WORK INSTRUCTIONS: Reproduce every line of the data below verbatim, keeping its order and formatting unchanged.

[Dataset excerpt]

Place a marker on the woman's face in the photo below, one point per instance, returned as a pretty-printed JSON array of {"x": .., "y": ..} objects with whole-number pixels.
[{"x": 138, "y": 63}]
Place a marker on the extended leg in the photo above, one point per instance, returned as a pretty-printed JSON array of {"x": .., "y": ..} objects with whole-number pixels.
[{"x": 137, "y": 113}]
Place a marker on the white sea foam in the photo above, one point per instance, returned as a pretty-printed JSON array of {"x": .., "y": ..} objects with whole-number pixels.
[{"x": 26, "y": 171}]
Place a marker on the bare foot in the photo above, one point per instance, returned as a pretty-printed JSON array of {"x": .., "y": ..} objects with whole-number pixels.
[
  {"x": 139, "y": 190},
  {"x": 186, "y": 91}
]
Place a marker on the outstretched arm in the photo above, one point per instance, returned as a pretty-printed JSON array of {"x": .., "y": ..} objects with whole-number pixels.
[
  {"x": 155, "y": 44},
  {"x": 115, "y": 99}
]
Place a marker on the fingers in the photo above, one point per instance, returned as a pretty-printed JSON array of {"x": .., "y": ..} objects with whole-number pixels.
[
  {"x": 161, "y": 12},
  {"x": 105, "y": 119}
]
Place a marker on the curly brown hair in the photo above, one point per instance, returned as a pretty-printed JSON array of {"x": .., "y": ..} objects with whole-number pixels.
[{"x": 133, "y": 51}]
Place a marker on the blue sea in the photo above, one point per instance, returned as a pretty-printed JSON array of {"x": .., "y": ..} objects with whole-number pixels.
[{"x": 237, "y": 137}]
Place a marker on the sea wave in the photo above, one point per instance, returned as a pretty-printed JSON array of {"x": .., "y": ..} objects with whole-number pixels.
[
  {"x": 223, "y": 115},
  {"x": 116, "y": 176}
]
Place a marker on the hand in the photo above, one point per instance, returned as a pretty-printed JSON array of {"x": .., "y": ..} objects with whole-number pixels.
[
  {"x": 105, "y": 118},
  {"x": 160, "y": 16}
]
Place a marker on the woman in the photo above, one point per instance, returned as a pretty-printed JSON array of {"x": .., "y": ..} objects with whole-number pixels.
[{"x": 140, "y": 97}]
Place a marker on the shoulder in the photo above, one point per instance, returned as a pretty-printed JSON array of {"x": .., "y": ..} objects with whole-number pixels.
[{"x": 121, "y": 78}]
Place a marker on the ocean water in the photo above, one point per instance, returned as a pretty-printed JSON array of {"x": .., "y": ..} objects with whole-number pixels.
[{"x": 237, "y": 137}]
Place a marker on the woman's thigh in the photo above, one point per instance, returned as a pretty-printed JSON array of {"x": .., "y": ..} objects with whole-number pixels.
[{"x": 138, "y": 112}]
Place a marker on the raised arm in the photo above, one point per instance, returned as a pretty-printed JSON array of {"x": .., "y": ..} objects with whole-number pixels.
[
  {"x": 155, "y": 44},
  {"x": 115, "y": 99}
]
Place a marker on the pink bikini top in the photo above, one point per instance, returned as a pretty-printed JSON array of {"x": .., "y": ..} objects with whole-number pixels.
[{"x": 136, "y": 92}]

WRITTEN ANSWER:
Place a marker on the woman's face in the photo below, one point per instance, returned as a pretty-printed JSON array of {"x": .., "y": ..} objects with whole-number pixels.
[{"x": 138, "y": 63}]
Place a marker on the extended leg in the photo above, one point per instance, returned as a pretty-printed JSON array of {"x": .., "y": ..} objects with whole-number pixels.
[{"x": 137, "y": 113}]
Place a marker on the white sea foam in the photo above, one point per instance, returned as a pretty-printed JSON array of {"x": .., "y": ..} objects with whole-number pixels.
[{"x": 26, "y": 171}]
Place a marker on the bare foot in the photo above, one point per instance, returned as a pretty-printed JSON array of {"x": .., "y": ..} objects with whole-number pixels.
[
  {"x": 139, "y": 190},
  {"x": 186, "y": 91}
]
Place a marker on the outstretched arm in the photo above, one point per instance, returned as a pretty-printed JSON array of {"x": .., "y": ..} objects with whole-number pixels.
[
  {"x": 155, "y": 44},
  {"x": 115, "y": 99}
]
Place a marker on the fingers in the photo above, one point per instance, returned as a pretty-printed JSON array of {"x": .., "y": ..} objects with whole-number pixels.
[
  {"x": 161, "y": 12},
  {"x": 105, "y": 119}
]
Place a marker on the curly brown hair in the photo above, one point per instance, returned as a pretty-printed JSON array of {"x": .., "y": ..} objects with whole-number pixels.
[{"x": 133, "y": 51}]
Place a marker on the blue sea in the photo above, one point per instance, returned as a pretty-printed JSON array of {"x": .., "y": ..} objects with whole-number pixels.
[{"x": 237, "y": 137}]
Place a marker on the sea wave in the photo above, one point per instance, returned as a pretty-printed JSON array of {"x": .., "y": ..} objects with whole-number pixels.
[
  {"x": 223, "y": 115},
  {"x": 116, "y": 176}
]
Place a marker on the hand in the photo above, one point per instance, returned as a pretty-printed JSON array of {"x": .., "y": ..} objects with whole-number pixels.
[
  {"x": 105, "y": 118},
  {"x": 160, "y": 16}
]
Place a marker on the woman in the photo above, one point per instance, returned as a pretty-printed JSON array of {"x": .., "y": ..} objects with whole-number pixels.
[{"x": 140, "y": 97}]
Place a marker on the shoulder in the photo above, one point per instance, returned as a pretty-printed JSON array of {"x": .., "y": ..} objects with whole-number pixels.
[{"x": 121, "y": 78}]
Place a marker on the ocean water in the photo above, one point per instance, returned as a pretty-printed JSON array of {"x": .., "y": ..} objects with whole-number pixels.
[{"x": 237, "y": 137}]
Place a marker on the woman's thigh in the photo above, one point per instance, returned as a pretty-printed JSON array of {"x": .., "y": ..} objects with whole-number pixels.
[{"x": 138, "y": 112}]
Place a marker on the raised arm in the photo above, one point per instance, returned as a pretty-printed JSON array of {"x": .., "y": ..} objects with whole-number pixels.
[
  {"x": 155, "y": 44},
  {"x": 115, "y": 99}
]
Place a marker on the pink bikini top in the photo above, one point per instance, returned as a pretty-printed JSON array of {"x": .., "y": ..} objects with whole-number pixels.
[{"x": 136, "y": 92}]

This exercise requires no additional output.